• _Excerpt provided_:
********

February 17, 1999

GOVENOR'S BUDGET BOOSTS FUNDING FOR
HOSPITAL AND NURSING HOME INSPECTIONS

SPRINGFIELD, IL – Gov. George H. Ryan today proposed a Fiscal Year 2000 budget of $224 million for the Illinois Department of Public Health that includes additional funds to improve state regulation of the hospital and long term care industries.

"This new funding represents my administration's commitment to ensuring a timely response to complaints by the public about the care they received in hospitals and nursing homes," Ryan said. "We must, and will, do a better job of making sure our citizens receive the best possible care from the health care industry."

The department's budget request recommends $105.6 million in general revenue funds, a 5.3 percent increase from current fiscal year levels.

Included in the Governor's plan is an increase of $1.2 million to hire 15 new hospital inspectors, nearly double the current number in what now is a federally-funded program, and ten more surveyors for the long-term care program.

The expanded hospital inspection program will permit the department to respond to the approximate 500 complaints received annually and complete inspections of the state's 221 hospitals every year. Currently, the department only undertakes investigations of hospital complaints approved and funded by the federal government and conducts licensure surveys once every 10 years. Hospitals also are inspected by the private Joint Committee on Accreditation of Healthcare Organizations every three years.

The ten new long-term care staff would be added to the 200 surveyors now inspecting the state's 1,300 licensed nursing homes. They would allow the department to address an increase in nursing home complaints and annual inspections, which grew from 11,783 in 1997 to nearly 14,000 in 1998.

"Staffing and funding have not kept up with the growing need for surveillance of the state's long-term care and hospital industries," said Dr. John R. Lumpkin, Director of Public Health. "This additional funding will allow the department to make sure that the high-level of service the public expects from its health care facilities is maintained."

********

• _Data extracts_:

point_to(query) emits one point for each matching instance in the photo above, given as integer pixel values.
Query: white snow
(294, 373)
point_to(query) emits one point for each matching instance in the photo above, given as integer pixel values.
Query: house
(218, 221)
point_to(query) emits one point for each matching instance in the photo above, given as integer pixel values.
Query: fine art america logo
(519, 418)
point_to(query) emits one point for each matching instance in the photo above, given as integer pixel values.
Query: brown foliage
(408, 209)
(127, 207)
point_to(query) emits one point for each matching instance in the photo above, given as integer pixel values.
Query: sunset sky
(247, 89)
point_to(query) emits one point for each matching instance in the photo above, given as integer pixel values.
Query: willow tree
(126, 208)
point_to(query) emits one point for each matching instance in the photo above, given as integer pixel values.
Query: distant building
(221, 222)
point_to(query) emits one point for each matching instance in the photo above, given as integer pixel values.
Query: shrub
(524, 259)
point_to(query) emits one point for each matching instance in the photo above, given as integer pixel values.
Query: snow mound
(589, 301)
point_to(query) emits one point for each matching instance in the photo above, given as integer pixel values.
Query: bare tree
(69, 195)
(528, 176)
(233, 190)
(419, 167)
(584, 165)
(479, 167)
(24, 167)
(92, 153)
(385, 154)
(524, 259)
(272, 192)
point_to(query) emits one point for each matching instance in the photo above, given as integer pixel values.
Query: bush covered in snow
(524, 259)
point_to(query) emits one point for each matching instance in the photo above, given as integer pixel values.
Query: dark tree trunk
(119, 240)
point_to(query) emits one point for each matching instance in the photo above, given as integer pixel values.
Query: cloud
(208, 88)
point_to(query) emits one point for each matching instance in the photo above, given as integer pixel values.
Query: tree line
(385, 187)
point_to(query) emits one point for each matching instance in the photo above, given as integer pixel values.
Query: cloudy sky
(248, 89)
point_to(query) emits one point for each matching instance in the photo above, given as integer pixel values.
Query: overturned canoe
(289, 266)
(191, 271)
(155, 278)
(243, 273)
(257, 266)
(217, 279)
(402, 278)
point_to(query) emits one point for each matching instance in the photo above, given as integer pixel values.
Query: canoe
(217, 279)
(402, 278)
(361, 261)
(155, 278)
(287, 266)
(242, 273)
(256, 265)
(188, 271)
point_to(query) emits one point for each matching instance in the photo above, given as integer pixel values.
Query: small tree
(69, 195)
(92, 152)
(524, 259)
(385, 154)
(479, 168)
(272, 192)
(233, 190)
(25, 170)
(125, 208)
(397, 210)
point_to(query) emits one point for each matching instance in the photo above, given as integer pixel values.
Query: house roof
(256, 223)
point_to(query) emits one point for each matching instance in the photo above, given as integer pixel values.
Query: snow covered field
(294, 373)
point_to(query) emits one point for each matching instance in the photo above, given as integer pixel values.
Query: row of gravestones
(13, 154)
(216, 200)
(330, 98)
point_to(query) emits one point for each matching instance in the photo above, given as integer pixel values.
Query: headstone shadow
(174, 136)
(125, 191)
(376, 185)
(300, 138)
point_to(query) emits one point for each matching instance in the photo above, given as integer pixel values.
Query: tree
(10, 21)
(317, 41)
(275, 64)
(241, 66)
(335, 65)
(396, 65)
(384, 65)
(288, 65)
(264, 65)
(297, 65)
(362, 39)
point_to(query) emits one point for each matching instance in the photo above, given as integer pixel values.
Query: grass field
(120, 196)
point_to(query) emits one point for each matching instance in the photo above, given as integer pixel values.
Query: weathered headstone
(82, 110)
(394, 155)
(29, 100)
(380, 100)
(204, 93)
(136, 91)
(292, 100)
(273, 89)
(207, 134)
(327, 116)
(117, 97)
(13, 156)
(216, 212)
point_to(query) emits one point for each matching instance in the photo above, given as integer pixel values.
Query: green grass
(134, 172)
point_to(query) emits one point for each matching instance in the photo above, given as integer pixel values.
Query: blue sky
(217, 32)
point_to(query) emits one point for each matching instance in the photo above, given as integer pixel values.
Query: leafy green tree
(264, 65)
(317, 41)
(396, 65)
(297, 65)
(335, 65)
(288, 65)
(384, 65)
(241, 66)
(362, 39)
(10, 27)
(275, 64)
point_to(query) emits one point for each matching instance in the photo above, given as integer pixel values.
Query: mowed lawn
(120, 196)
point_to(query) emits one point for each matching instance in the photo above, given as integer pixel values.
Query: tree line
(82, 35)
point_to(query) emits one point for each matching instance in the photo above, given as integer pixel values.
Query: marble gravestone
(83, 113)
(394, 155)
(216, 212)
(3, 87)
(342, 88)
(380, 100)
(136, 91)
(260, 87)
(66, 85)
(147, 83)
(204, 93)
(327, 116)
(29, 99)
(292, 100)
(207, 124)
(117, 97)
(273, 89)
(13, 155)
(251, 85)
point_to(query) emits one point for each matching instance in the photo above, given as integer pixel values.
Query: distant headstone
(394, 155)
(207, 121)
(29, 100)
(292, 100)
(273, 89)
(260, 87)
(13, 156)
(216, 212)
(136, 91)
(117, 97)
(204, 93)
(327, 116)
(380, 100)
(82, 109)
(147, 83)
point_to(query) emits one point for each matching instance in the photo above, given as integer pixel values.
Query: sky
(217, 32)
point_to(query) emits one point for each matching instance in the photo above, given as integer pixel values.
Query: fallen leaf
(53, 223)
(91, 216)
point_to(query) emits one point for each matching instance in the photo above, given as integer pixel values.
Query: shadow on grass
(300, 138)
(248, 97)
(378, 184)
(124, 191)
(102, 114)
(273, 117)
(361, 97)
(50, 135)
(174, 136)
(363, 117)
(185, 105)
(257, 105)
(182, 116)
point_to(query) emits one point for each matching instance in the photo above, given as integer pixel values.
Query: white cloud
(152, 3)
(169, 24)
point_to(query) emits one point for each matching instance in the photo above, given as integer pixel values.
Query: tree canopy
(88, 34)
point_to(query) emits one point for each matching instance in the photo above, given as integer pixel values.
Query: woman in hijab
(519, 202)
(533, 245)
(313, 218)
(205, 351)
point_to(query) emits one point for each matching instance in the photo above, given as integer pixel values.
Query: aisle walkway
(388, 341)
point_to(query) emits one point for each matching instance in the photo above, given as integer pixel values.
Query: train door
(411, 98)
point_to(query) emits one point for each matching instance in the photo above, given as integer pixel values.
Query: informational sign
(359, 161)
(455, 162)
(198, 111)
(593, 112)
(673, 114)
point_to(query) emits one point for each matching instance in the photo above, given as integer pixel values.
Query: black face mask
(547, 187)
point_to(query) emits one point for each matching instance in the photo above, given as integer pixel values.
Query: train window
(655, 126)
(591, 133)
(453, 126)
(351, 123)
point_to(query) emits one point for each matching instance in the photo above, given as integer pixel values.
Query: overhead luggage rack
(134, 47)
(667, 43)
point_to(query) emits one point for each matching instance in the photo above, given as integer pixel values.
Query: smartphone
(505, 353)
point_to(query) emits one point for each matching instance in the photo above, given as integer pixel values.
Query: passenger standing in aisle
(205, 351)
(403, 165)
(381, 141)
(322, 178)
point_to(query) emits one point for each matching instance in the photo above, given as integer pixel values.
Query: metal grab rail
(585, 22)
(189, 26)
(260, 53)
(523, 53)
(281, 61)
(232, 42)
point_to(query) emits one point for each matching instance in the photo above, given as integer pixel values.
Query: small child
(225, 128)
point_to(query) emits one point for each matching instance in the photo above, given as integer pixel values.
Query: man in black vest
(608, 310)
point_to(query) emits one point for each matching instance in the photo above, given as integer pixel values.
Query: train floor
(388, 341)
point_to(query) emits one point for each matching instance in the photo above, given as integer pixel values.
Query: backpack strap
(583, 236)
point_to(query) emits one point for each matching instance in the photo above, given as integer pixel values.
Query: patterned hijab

********

• _Task requirements_:
1. According to the press release on the health budget, how often does the private Joint Committee on Accreditation of Healthcare Organizations inspect hospitals?
2. List every dollar amount given in the press release on the health budget.
3. Please carry the press release on the health budget forward from its final sentence.
The records are separate material and have no connection to the press release.

• _Answers to the tasks_:
1. Every three years.

2. $224 million, $105.6 million, $1.2 million

3.
The Governor also called on the General Assembly to provide $2.7 million in general revenue spending for grants to local health departments and other providers for women's health education, promotion and disease prevention programs, an increase of $1 million over the current fiscal year spending plan. The funding would expand the grant activities begun in 1998 by the department's Office of Women's Health.

The budget proposal recommends for an increase of $1 million to continue development of a childhood immunization tracking system, called TOTS (Tracking Our Toddlers Shots), that is expected to be operational this fall and to provide outreach grants to local health departments to increase immunizations for kids two years of age and younger.

About $7.5 million in federal money has been spent the past five years to develop the TOTS program, which will allow the department and health care providers in the state to keep track of immunization records, whether a child visits a public clinic or private doctor. About 78 percent of the state's children 2 years of age and younger are fully immunized and the goal is to reach 90 percent by the year 2000.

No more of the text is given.